[SOURCE EXCERPT]

-------------------------

12 Simple Ways to Avoid Burnout
by Susan Martin
Many people experience burnout at some point in their lives, but few are as susceptible to it as business owners and the self-employed.
After all, your income and the future of your business depend upon your ability to perform at your peak and make the right decisions, all the time.
There are no free rides here. With so much at stake, it's not uncommon for business owners to feel as if everything is riding on each decision. If the stresses and responsibilities of running a business are getting to you, here are some steps you can take:
1. Take care of Number 1. If you're run down, you'll burn out faster. Make sure you get enough sleep, eat right, exercise and de-stress on a regular basis.
2. Make the time to do nothing! We all need to take time to relax, refresh and replenish. Don't keep pushing yourself. Keep regular business hours and take breaks during your work day. Make sure to schedule in time off and vacations on a regular basis. You'll come back with a fresh outlook and perspective.
3. Get back in touch with the things you value. Is your work fulfilling and meaningful for you? If not, check in with your values. What's missing? Where are you compromising? What needs to be eliminated? What are you merely tolerating? Re-assess and re-adjust your priorities as needed. If you work for yourself, you're in control. Make the choices you want to make and honor what's important to you.
4. Think out of the box and challenge yourself consistently. If work has become a chore or you're in a rut, try spicing things up a bit! Find innovative ways to do mundane tasks, create new products or services to add to your offering, improve performance, or tweak what you do best and make it even better.
5. Establish realistic expectations for what you can and cannot accomplish. If you find that you're driving yourself or your employees too hard it may be time to let go of unrealistic expectations and re-adjust. Shorten your to-do list, prioritize, give yourself some slack when needed and know when to let up on yourself and others.
6. Learn how to communicate clearly. Resolve conflicts, don't run from them. Let people know what you expect from them, and ask them what they expect from you. Be clear and concise with what you say, and how you say it. Listen closely to the people around you, it will teach them to listen closely to you.

-------------------------

[TASKS TO COMPLETE]
1) Answer these from the burnout article:
(a) Which group of people does it call especially susceptible to burnout?
(b) Under "Take care of Number 1," which four habits does it recommend?
(c) According to the tip on communication, what does listening closely to the people around you teach them?
2) Recast the burnout article's paragraph beginning "5. Establish realistic expectations" as a short bulleted list that keeps its main points.
3) Continue the burnout article from the end of tip 6.
Nothing in the listing is needed here.

[Collected data entries]
-------------------------

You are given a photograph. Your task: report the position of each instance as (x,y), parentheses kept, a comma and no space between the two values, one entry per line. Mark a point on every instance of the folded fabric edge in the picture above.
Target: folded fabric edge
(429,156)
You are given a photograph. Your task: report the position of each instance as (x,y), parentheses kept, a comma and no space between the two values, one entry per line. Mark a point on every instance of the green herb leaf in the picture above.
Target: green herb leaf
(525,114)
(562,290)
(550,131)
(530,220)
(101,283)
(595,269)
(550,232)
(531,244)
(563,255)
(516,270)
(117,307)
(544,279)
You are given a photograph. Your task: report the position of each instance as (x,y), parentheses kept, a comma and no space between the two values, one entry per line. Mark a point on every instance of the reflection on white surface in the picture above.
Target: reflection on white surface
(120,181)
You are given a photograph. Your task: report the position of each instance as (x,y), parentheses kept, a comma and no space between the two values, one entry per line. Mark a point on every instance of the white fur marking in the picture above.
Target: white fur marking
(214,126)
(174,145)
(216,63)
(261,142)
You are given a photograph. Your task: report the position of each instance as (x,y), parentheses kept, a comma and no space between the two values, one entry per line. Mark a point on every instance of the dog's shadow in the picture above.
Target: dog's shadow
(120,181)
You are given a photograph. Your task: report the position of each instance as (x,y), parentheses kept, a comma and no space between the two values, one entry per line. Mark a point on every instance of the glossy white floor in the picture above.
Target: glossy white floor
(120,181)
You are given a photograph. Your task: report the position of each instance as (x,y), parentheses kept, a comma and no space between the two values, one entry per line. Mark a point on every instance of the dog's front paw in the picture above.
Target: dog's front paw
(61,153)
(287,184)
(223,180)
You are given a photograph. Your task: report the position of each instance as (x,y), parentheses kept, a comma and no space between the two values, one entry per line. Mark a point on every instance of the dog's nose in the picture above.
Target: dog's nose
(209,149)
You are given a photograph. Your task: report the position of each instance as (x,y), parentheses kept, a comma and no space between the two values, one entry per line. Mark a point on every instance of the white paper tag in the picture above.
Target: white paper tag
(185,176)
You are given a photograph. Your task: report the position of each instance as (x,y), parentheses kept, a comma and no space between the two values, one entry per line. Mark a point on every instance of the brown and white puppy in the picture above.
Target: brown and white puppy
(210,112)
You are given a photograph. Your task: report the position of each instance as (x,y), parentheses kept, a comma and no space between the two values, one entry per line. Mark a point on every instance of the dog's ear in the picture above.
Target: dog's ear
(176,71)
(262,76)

-------------------------

[RESULTS BY TASK]
1)
(a) Business owners and the self-employed.
(b) Getting enough sleep, eating right, exercising and de-stressing on a regular basis.
(c) To listen closely to you.

2)
- Set realistic expectations for what you can and cannot accomplish.
- If you are driving yourself or your employees too hard, drop unrealistic expectations and re-adjust.
- Shorten your to-do list and prioritize.
- Give yourself some slack when needed.
- Know when to let up on yourself and others.

3)
7. Manage your time. Poor time management is another thing we commonly do that leads to burnout. Just because you work for yourself doesn't mean you have to be available 24/7. Instead, set regular business hours. Make appointments with yourself to get things done – and keep them! Being on time counts: show up promptly for appointments and expect others to do the same.
8. Stop blaming yourself or others. If you're playing the "woulda, coulda, shoulda" game, perhaps it's time to re-evaluate your attitude. Blaming yourself or others for things that have gone wrong doesn't help. What does? Learn from your experiences and make changes to ensure that you get the results you want the next time.
9. Value yourself by establishing boundaries and limits. Learn how to do it in a way that clear and consistent. Don't give away too much of your time. Let people know your policies and procedures. Be upfront with what's acceptable and what's not. Learn how to say no.
10. Deal with your emotions. Keeping your feelings inside usually leads to trouble. If you are feeling any kind of negative emotion, don't deny it. Instead, learn how to acknowledge your feelings, be up front with them; and deal with the underlying causes.
11. Laugh, smile and enjoy the ride! Life is too short to worry and be serious all the time. Find ways to make your work fun and enjoyable – and make sure to make time to enjoy your personal life too.
12. Don't feel embarrassed to ask for help. Everybody needs a little help once in a while. You can't do everything yourself. Don't be afraid to ask friends or associates for help, or hire a professional when needed.
© 2001-2007, Susan Martin, Business Sanity.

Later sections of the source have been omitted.